What you are asked to do: The required output is the lines from the one with "Can you find the bare shoulder?" through the end of the data, repeated verbatim, with no pictures included.

Data to examine:
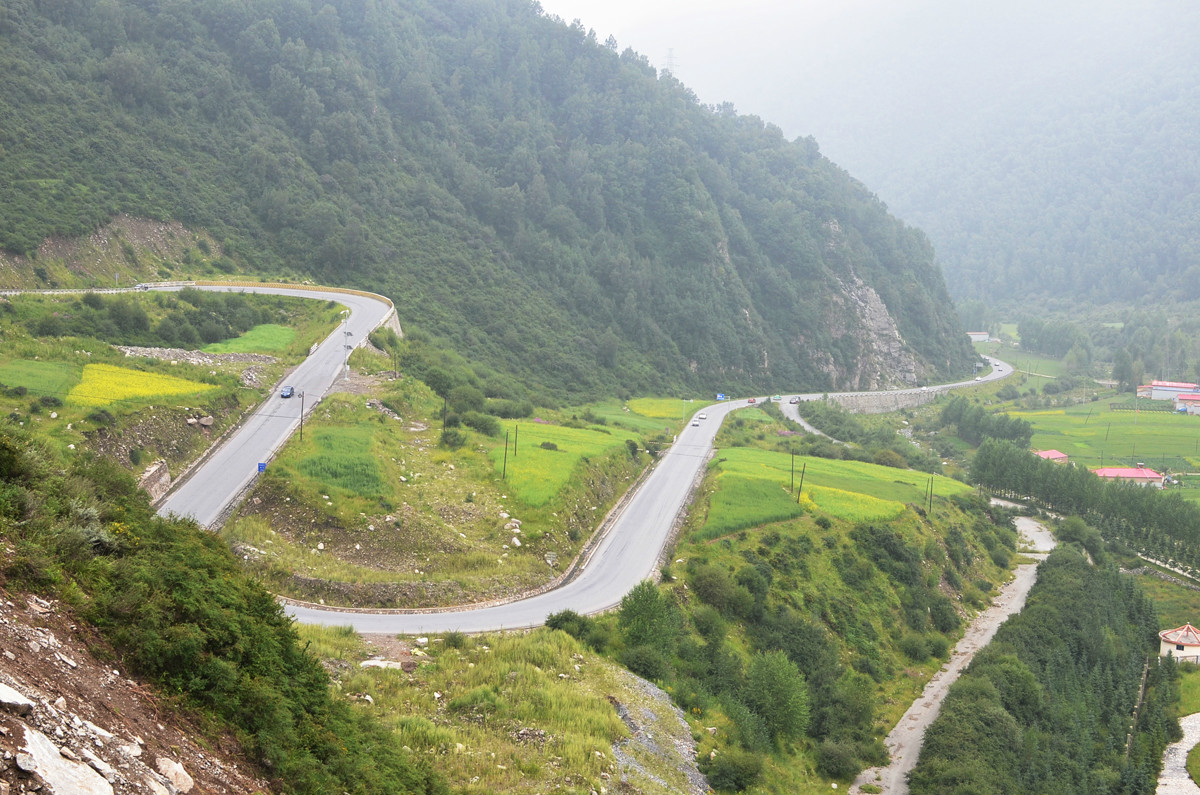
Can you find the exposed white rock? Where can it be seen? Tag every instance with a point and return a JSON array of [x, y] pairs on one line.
[[13, 701], [379, 663], [39, 755], [175, 775]]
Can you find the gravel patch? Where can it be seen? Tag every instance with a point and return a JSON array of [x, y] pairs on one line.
[[1174, 779]]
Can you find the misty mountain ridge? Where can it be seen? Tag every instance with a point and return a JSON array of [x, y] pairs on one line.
[[1049, 151], [543, 203]]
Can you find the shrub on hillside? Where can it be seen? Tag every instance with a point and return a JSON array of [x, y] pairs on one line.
[[483, 423], [732, 770]]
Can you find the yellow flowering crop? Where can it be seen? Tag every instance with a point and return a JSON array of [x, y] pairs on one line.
[[103, 384]]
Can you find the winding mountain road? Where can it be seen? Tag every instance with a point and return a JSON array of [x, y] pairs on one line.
[[227, 472], [624, 556]]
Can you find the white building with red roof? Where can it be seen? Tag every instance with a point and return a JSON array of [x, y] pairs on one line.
[[1182, 644], [1188, 401], [1169, 389], [1139, 474]]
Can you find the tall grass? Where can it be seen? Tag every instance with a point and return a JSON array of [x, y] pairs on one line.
[[491, 687], [267, 338], [342, 460], [741, 502], [535, 473]]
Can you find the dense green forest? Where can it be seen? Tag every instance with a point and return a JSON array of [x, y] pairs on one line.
[[544, 203], [180, 611], [1057, 165], [1055, 704], [1147, 520]]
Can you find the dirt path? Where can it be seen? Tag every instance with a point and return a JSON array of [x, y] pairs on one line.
[[904, 742], [1174, 779]]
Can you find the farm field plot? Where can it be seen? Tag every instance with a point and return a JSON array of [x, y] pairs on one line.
[[753, 489], [535, 473], [616, 414], [267, 338], [103, 384], [1095, 436], [665, 407], [41, 378]]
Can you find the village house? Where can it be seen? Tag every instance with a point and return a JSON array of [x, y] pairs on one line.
[[1188, 401], [1168, 389], [1139, 474], [1182, 644]]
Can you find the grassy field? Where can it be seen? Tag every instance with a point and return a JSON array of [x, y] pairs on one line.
[[517, 712], [617, 414], [391, 518], [665, 407], [41, 378], [268, 338], [1093, 435], [103, 384], [535, 473], [341, 460]]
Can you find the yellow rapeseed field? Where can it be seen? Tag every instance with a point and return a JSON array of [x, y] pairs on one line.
[[103, 384]]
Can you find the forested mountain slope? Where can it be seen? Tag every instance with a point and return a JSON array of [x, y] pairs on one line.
[[1050, 153], [545, 204]]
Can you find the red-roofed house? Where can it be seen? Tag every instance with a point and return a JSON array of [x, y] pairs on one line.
[[1139, 474], [1169, 389], [1182, 643], [1188, 401]]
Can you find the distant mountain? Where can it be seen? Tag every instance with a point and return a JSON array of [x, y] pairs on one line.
[[1049, 150], [545, 204]]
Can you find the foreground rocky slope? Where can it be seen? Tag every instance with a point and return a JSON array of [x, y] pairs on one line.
[[72, 723]]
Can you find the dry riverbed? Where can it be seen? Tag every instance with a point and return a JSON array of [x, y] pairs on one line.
[[905, 740]]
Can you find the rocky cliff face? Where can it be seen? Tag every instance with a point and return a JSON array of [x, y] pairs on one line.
[[73, 725], [857, 317]]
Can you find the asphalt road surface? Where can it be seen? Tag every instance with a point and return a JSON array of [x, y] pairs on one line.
[[627, 555], [225, 476]]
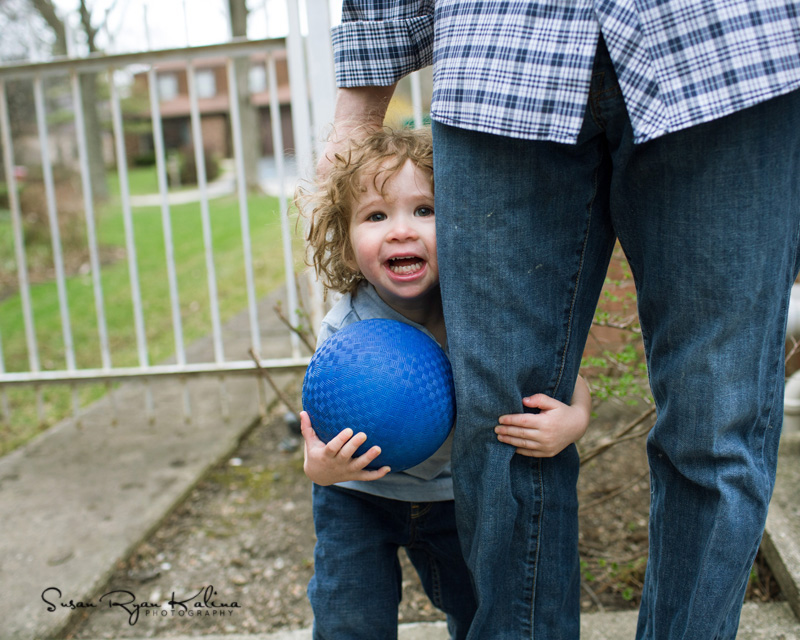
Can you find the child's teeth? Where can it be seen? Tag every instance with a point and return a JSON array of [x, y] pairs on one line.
[[409, 268]]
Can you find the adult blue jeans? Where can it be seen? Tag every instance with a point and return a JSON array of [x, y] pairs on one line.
[[357, 583], [708, 218]]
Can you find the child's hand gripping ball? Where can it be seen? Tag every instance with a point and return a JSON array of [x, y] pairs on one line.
[[387, 379]]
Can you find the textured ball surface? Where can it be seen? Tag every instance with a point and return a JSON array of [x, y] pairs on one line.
[[387, 379]]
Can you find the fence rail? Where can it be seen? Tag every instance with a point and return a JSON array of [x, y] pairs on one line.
[[71, 373]]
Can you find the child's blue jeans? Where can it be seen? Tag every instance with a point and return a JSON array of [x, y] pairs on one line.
[[357, 583], [709, 219]]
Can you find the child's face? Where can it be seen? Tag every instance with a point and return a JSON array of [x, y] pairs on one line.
[[393, 235]]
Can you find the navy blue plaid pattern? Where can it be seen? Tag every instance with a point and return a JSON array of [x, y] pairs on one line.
[[679, 63]]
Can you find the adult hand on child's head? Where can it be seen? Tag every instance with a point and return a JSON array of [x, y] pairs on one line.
[[327, 464], [359, 112]]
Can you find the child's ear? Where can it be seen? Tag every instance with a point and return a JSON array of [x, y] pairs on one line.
[[349, 259]]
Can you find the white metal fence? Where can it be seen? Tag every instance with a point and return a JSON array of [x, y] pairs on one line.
[[312, 94], [304, 141]]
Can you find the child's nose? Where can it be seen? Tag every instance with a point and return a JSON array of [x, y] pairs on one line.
[[402, 229]]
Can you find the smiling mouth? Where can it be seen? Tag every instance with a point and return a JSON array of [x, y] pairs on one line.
[[405, 265]]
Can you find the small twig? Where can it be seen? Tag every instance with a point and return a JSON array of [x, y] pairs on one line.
[[263, 372], [624, 325], [619, 436], [613, 494], [793, 350], [593, 596], [297, 331]]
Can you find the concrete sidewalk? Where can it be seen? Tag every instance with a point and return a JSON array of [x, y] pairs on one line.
[[78, 499]]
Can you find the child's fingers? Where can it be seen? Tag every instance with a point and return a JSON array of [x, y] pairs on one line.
[[367, 457], [353, 443], [306, 430], [338, 442], [541, 401]]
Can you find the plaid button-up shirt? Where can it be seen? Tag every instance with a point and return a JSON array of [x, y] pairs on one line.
[[522, 68]]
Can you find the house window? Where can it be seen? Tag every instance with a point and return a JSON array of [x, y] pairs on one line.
[[167, 86], [258, 79], [206, 83]]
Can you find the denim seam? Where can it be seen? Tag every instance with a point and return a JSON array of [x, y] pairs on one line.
[[537, 546], [570, 317]]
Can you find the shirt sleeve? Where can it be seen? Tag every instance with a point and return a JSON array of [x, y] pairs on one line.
[[380, 41]]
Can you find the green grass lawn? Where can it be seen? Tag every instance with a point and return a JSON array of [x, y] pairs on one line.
[[192, 284]]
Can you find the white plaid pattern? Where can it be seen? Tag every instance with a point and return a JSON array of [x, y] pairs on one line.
[[679, 62]]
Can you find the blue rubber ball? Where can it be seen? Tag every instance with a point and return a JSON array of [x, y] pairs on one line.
[[387, 379]]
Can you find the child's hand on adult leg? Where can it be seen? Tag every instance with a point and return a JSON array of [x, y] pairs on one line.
[[327, 464], [555, 427]]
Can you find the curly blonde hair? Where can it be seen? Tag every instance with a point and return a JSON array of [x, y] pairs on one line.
[[330, 204]]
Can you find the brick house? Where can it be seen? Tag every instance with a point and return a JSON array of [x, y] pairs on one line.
[[211, 79]]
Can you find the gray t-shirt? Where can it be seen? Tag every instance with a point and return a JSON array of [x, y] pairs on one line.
[[429, 481]]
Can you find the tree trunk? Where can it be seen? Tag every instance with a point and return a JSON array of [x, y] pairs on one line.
[[251, 137], [88, 88]]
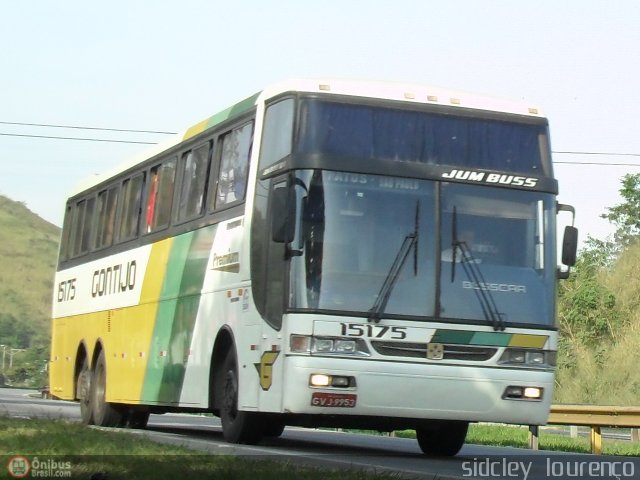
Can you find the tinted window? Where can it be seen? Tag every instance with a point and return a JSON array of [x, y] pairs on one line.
[[107, 201], [131, 207], [195, 172], [363, 132], [234, 165], [276, 136], [160, 196]]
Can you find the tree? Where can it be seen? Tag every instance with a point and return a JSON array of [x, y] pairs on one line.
[[626, 216]]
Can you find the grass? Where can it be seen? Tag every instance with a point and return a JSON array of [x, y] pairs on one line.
[[113, 455]]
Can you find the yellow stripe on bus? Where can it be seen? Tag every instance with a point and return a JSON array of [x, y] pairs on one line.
[[529, 341], [126, 375]]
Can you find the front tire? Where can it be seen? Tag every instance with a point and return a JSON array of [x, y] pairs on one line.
[[105, 414], [442, 439], [237, 426]]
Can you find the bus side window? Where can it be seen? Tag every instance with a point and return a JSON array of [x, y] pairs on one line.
[[131, 207], [234, 165], [107, 202], [195, 173], [78, 227], [65, 240], [160, 196]]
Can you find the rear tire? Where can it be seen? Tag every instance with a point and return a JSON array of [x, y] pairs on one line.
[[83, 392], [105, 414], [274, 428], [138, 419], [442, 439], [237, 426]]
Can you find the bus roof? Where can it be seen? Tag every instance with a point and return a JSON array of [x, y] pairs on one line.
[[405, 92]]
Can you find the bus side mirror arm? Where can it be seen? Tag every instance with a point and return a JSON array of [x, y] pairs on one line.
[[569, 242]]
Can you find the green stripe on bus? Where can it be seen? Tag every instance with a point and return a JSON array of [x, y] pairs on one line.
[[493, 339], [175, 320], [462, 337], [233, 111]]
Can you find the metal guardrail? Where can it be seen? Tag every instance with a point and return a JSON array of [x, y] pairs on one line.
[[593, 416]]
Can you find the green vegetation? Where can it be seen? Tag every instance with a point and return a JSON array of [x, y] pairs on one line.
[[599, 313], [120, 455], [28, 252]]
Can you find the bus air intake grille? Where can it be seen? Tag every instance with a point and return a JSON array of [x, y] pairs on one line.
[[419, 350]]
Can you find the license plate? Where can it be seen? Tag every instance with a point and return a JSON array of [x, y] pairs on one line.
[[324, 399]]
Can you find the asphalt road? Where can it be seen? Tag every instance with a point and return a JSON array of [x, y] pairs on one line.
[[346, 450]]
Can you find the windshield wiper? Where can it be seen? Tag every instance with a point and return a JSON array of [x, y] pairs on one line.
[[474, 274], [409, 242]]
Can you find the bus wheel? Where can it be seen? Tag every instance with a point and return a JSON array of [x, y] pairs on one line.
[[138, 419], [237, 426], [104, 414], [83, 393], [274, 428], [443, 439]]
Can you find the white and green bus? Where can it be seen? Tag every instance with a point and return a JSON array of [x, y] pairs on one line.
[[340, 254]]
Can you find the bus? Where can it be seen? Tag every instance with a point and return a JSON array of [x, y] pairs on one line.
[[321, 254]]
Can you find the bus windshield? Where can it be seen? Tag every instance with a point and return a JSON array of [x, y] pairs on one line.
[[352, 230], [364, 132]]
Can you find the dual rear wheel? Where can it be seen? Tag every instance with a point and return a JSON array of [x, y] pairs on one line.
[[94, 409]]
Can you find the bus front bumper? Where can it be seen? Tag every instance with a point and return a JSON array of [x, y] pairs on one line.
[[412, 390]]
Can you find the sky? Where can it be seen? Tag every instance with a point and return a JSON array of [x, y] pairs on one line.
[[164, 65]]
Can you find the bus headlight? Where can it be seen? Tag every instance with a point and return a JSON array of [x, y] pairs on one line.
[[518, 357], [328, 345]]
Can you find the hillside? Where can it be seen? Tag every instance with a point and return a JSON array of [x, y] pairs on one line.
[[28, 253]]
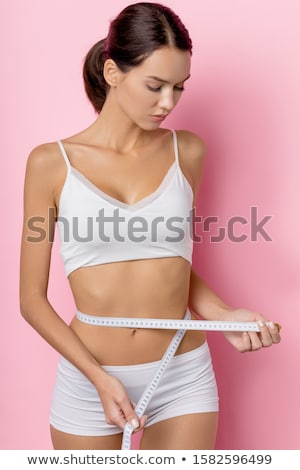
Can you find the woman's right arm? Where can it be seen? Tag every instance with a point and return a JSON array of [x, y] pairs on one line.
[[40, 191]]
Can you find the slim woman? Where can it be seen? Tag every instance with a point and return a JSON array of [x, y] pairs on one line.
[[123, 191]]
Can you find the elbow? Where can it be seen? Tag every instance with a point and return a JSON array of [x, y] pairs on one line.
[[24, 308], [28, 304]]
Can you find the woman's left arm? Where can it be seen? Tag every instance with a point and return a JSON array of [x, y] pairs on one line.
[[203, 301]]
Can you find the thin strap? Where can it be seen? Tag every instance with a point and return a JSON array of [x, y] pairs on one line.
[[175, 142], [64, 154]]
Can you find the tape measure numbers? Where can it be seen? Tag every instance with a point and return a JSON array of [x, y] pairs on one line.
[[170, 324]]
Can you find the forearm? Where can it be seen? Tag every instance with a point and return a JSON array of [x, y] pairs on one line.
[[204, 301], [42, 317]]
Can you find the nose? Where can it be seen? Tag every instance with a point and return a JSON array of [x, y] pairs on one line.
[[166, 100]]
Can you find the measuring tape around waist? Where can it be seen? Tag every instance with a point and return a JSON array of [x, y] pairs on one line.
[[170, 324]]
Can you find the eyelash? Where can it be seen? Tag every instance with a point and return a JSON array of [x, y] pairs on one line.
[[156, 90]]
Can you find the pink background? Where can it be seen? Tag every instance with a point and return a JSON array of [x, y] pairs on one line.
[[244, 100]]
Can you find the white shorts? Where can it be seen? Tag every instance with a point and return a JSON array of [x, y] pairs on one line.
[[187, 386]]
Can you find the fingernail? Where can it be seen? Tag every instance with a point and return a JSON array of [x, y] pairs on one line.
[[134, 423]]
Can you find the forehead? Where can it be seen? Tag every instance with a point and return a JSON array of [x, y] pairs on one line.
[[170, 64]]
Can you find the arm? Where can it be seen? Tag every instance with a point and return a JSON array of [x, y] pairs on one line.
[[43, 173], [203, 301]]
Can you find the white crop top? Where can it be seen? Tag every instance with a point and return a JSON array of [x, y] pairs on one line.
[[95, 228]]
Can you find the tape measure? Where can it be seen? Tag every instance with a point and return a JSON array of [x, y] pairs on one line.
[[170, 324], [150, 389]]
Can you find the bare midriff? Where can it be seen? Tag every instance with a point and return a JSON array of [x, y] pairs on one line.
[[155, 288]]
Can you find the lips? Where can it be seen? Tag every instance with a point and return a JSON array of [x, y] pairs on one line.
[[158, 117]]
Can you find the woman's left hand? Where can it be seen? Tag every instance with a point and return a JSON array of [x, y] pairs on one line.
[[251, 341]]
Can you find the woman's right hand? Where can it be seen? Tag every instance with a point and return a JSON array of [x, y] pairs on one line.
[[117, 406]]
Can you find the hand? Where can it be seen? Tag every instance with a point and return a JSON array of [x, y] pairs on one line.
[[251, 341], [117, 406]]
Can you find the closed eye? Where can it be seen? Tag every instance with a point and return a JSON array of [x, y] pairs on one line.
[[157, 89]]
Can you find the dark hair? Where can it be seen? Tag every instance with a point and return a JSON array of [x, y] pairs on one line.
[[134, 34]]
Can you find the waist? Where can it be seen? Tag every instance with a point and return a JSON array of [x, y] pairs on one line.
[[124, 343]]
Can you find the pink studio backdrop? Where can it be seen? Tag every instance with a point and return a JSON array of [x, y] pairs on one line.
[[244, 100]]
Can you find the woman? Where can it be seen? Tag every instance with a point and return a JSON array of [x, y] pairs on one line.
[[123, 190]]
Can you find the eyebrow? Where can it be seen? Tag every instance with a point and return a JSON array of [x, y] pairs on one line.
[[165, 81]]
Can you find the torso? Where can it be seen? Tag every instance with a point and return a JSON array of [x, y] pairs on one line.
[[157, 288]]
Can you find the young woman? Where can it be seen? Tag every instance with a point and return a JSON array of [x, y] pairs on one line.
[[123, 191]]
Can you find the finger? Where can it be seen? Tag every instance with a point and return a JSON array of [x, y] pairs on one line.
[[129, 414], [274, 331], [256, 343], [246, 343], [265, 335]]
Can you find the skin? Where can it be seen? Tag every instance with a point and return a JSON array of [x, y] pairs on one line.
[[126, 154]]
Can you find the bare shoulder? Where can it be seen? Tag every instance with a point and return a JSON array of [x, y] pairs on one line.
[[192, 152], [191, 144], [44, 158], [45, 167]]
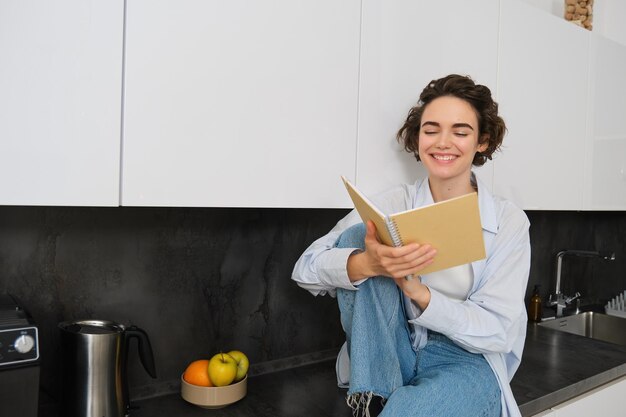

Solution to the exercise:
Can you find the bare shoulder? Where can it be seen? Tag every instance with a point and return a JSON array of [x, y] pairs on one line.
[[192, 152], [191, 144], [44, 158], [45, 167]]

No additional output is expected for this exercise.